## What you will do
Gather every line of the material below that contains the string "ceiling", and copy each one in full.

[Saved data entries]
........

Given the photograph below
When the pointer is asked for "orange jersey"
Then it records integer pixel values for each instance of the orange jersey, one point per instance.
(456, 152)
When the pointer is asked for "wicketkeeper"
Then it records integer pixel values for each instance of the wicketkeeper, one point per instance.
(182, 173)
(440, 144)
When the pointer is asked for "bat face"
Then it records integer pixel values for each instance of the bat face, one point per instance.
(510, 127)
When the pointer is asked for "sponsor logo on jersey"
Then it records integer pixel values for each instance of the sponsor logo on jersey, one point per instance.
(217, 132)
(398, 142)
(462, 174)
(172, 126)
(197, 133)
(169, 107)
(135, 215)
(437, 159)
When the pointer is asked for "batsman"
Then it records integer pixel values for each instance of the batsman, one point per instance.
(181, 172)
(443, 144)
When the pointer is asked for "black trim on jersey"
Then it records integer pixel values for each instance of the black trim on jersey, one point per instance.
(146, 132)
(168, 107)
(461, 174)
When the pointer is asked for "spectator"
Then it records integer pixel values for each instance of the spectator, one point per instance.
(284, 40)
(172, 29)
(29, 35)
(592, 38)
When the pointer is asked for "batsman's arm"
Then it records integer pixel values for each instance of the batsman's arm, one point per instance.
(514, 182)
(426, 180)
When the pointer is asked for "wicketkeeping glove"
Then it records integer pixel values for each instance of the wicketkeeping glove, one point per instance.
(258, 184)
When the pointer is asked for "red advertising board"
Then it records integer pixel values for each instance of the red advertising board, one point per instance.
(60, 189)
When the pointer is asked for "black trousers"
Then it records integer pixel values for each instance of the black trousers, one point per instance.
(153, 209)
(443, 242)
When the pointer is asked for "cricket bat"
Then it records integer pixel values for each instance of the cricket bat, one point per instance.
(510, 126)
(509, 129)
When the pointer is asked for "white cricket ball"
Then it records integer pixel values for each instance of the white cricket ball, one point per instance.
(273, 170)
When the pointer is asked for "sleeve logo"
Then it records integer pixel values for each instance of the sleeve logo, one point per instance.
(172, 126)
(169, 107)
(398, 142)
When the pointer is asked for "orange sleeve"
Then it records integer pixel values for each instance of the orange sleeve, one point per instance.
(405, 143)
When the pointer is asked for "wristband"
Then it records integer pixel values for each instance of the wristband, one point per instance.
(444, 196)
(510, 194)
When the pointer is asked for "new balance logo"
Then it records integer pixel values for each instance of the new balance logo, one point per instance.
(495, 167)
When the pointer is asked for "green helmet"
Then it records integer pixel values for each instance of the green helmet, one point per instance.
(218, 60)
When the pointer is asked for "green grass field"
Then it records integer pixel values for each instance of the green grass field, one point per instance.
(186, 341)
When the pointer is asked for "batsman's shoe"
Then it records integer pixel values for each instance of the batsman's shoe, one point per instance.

........

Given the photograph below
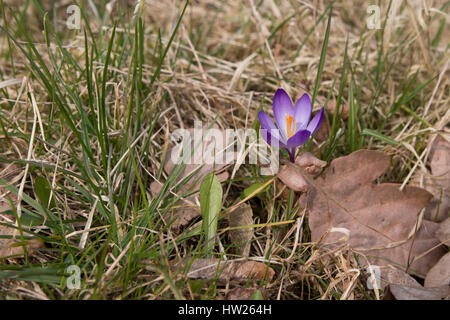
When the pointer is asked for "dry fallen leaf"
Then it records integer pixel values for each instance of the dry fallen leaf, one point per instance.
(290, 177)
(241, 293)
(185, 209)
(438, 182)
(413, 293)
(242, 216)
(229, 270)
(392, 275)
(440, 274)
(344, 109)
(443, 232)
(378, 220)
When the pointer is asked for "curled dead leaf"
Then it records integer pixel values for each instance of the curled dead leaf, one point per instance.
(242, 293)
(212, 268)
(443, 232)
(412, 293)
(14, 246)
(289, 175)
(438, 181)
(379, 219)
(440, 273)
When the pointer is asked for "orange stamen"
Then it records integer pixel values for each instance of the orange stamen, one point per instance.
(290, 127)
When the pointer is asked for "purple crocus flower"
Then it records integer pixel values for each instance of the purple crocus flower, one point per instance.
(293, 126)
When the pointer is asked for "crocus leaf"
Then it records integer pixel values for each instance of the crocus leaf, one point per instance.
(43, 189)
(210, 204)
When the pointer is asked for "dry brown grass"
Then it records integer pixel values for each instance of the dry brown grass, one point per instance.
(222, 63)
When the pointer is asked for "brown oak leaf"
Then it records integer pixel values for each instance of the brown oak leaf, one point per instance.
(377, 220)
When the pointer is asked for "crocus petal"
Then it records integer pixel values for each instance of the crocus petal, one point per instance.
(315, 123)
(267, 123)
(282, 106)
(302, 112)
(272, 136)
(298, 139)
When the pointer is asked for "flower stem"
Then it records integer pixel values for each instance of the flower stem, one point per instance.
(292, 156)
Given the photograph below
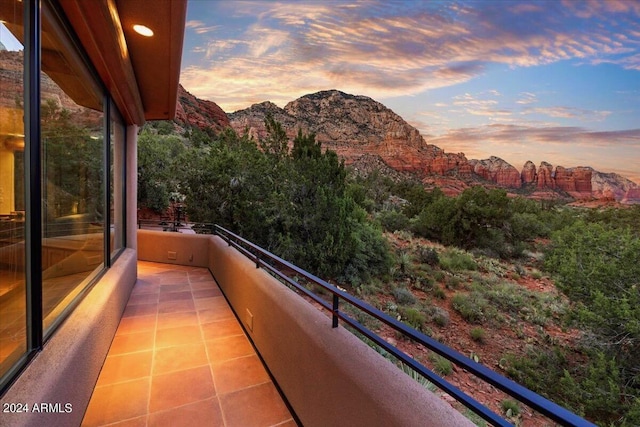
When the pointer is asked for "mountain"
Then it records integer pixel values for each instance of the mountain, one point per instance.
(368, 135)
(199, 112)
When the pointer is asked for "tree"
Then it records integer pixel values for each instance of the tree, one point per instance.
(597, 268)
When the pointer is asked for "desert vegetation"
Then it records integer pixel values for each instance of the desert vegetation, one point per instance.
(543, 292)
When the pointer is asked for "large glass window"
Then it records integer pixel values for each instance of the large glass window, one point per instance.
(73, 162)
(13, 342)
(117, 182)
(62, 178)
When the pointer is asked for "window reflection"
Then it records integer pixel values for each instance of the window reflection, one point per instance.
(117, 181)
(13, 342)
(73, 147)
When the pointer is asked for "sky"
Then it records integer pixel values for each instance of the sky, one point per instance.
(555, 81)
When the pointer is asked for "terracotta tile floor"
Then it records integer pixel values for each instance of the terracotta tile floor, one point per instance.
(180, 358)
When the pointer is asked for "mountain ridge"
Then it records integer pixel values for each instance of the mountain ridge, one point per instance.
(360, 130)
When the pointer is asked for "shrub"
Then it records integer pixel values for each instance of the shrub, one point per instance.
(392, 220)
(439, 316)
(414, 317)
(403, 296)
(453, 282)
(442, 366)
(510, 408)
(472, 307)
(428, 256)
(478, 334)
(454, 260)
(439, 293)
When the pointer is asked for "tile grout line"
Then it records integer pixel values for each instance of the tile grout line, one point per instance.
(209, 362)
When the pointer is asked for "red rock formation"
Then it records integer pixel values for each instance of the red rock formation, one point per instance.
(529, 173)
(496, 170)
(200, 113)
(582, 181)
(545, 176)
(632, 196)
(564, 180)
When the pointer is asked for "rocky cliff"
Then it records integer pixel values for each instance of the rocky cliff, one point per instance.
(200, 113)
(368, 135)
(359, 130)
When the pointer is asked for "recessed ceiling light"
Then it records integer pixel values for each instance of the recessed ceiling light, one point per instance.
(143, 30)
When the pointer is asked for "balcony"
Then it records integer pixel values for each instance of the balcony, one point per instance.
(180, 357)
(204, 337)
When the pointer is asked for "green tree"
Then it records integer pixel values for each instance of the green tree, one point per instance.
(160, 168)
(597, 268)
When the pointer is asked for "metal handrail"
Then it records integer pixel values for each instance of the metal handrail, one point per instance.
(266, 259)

........

## In response
When the pointer is asked for "recessed ceiling light"
Then it records integer pixel values for each instance of the recessed ceiling light, one point per instance.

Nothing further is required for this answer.